Empezó la campaña electoral. Es decir, continúa. Pero estamos en una campaña distinta en nuestra democracia treintañera. Diferente es la concatenación de episodios de violencia y coacción política. Varios de ellos, producidos en la Universidad. El que debería ser foro de difusión del conocimiento, ámbito de debate, casa de la discusión de ideas y lugar por excelencia de convivencia en el disenso, se ha convertido en germen y ejemplo de intolerancia. María San Gil, en Santiago de Compostela, Dolores Nadal, en Barcelona, Rosa Díez, en Madrid. También fuera de los claustros se han producido graves incidentes. El viernes, dos consejeros del gobierno de la Comunidad de Madrid fueron agredidos en Parla durante una visita a un hospital en construcción.

TAREA: Prosigue el texto sobre la violencia política en la campaña electoral a partir de su última frase.

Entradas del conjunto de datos
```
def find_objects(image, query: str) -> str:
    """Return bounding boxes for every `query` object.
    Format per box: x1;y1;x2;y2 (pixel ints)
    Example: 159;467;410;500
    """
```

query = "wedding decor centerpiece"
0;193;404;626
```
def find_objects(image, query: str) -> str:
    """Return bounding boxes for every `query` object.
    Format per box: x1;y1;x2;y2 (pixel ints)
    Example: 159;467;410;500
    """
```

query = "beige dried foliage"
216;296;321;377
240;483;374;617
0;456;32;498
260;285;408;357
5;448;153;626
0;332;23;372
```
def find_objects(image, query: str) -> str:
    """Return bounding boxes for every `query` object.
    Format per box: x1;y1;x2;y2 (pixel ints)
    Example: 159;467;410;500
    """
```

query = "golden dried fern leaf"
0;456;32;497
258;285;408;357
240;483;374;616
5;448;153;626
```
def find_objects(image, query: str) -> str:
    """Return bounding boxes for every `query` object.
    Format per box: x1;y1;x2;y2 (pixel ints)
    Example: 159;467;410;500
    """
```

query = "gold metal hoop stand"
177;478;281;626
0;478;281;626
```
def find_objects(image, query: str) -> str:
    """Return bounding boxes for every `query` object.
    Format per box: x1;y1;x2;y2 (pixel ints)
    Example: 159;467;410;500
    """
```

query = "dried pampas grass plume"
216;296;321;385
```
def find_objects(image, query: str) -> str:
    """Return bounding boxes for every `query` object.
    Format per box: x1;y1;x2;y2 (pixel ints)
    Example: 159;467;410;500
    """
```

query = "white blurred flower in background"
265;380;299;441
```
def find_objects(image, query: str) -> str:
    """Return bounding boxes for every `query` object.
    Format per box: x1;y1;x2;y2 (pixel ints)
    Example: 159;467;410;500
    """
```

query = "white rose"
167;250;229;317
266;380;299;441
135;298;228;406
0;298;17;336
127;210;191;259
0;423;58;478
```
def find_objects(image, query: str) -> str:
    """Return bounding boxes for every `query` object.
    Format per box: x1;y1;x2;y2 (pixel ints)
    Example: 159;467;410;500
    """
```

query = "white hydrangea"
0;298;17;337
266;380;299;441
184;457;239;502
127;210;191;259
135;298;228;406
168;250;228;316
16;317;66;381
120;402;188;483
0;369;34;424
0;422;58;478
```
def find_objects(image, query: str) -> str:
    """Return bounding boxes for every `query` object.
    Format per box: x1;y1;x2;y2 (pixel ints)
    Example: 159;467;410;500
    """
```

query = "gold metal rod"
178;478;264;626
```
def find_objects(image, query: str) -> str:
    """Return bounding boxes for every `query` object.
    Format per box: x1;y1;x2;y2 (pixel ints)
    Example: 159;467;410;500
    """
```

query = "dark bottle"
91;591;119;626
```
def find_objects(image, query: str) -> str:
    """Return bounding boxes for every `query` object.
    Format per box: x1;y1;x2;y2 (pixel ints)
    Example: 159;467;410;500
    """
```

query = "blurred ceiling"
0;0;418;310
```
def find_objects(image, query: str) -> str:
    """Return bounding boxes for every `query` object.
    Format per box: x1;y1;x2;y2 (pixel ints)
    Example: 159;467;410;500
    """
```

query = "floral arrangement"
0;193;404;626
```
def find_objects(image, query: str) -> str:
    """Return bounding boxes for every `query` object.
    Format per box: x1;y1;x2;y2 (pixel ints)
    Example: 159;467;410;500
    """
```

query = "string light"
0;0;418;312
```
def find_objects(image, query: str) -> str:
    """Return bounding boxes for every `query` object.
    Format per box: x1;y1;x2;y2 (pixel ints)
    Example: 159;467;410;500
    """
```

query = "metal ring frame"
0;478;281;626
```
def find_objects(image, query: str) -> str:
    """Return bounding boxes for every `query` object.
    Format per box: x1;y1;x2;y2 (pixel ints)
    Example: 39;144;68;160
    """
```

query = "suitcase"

RESPUESTA ESCRITA:
Energúmenos convenientemente embozados en la masa los han tachado, a todos ellos, de fascistas. No sólo son energúmenos, además son imbéciles. Como si a estas alturas pudiera quedar algún fascista. Ni siquiera ellos lo son. Gilipollas sí, totalitarios también, pero ni siquiera fascistas. Aunque son los que más se aproximan a lo que ellos entienden por tal calificativo. Blanden como armas banderas republicanas de hace 70 años, estandartes y víctimas de una época digna de no repetirse. Visten camisetas con la efigie de un asesino cruel e inhumano, el Ché Guevara y mantienen enfáticamente, como referencia de prosperidad y bondad, a un repugnante tirano como Castro. Y aún llaman fascistas a Rosa Díez o a María San Gil.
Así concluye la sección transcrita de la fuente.